Apr 8, 2024 - Health

Conflicts found on nuclear medicine safety panel

Illustration of a question mark hanging off of an IV stand.

Illustration: Aïda Amer/Axios

Federal advisers on nuclear medicine safety had conflicts of interest when they evaluated whether accidental injections of radioactive drugs used in medical imaging should be reported to authorities, according to a watchdog report.

Why it matters: The special inquiry found the Nuclear Regulatory Commission doesn't have a policy requiring conflict-of-interest reviews and therefore lacks controls to ensure compliance with federal ethics guidelines.

Context: The inquiry by the NRC inspector general focused on diagnostic "extravasations," or instances where a radioactive solution used to peer into a specific part of the body leaks around the injection site into a patient's surrounding tissue.

  • The NRC as far back as 1980 considered whether the incidents were reportable medical events, the report stated.
  • But in September 2021, agency advisers evaluating a petition requesting changes to medical isotope guidelines voted unanimously against requiring the measurement of absorbed doses to determine whether an accident should be reported.
  • The request —which came from Lucerno Dynamics, a North Carolina maker of devices measuring radioactive drug uptake in patients — would have required reporting if an accidental injection led to a high, localized dose of radiation exceeding 50 rems.
  • The NRC currently doesn't classify the incidents as events that must be reported.

* WHAT TO WORK ON *
- a) Answer these questions using the nuclear medicine panel article:
(i) Who carried out the inquiry into the diagnostic extravasations?
(ii) In what month and year did the agency advisers vote against requiring the measurement of absorbed doses?
(iii) Above what dose would the Lucerno Dynamics request have required an accidental injection to be reported?
- b) Extend the nuclear medicine panel article with a few more sentences that continue from its final point.
The data below come from a different source than the nuclear medicine panel article.

(Stored items)

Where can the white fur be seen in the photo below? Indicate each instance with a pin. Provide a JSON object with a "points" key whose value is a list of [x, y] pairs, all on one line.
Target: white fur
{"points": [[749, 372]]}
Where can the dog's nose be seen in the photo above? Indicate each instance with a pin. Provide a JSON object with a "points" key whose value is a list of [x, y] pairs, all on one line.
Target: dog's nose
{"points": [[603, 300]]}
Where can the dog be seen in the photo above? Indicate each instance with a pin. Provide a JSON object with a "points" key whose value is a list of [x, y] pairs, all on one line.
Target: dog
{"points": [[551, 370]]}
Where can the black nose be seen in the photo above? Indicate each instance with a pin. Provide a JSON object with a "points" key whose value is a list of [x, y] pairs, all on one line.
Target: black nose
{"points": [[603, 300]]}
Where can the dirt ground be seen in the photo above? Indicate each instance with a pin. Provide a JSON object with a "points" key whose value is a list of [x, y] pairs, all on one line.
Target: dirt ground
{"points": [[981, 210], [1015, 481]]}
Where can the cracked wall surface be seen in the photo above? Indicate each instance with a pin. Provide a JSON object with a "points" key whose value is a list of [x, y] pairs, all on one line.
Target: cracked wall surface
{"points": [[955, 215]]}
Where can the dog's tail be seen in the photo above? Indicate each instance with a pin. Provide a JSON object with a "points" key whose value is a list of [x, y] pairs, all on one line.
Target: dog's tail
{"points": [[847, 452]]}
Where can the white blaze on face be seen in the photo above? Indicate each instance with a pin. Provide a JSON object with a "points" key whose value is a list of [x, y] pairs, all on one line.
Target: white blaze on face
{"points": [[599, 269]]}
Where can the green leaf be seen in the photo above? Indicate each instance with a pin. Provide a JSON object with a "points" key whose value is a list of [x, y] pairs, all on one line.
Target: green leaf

* PER-TASK ANSWERS *
- a)
(i) The NRC inspector general carried out the inquiry.
(ii) They voted in September 2021.
(iii) The dose threshold was 50 rems.

- b)
What they found: Two NRC advisers had undisclosed relationships with the Society of Nuclear Medicine and Molecular Imaging, which opposed the reporting requirement and ran an active campaign opposing the petition, the report found.

  • The inspector general didn't find anything suggesting that the advisers would have financially benefited from the decision, but added that "a reasonable person could have questioned each member's impartiality" and faulted NRC for not considering whether its integrity could be undercut.

In December 2022, the NRC proposed making nuclear medicine injection extravasations be reportable, but only if they require medical attention for suspected radiation injury.

  • Critics oppose the subjective patient injury threshold for extravasations before reporting.
  • The IG report recommended revising the advisory panel's bylaws to address conflicts.

What we're watching: A final rule is expected in September 2026, the report said.

  • In Congress, a bipartisan House bill would require the NRC to mandate reporting of unintended irradiation.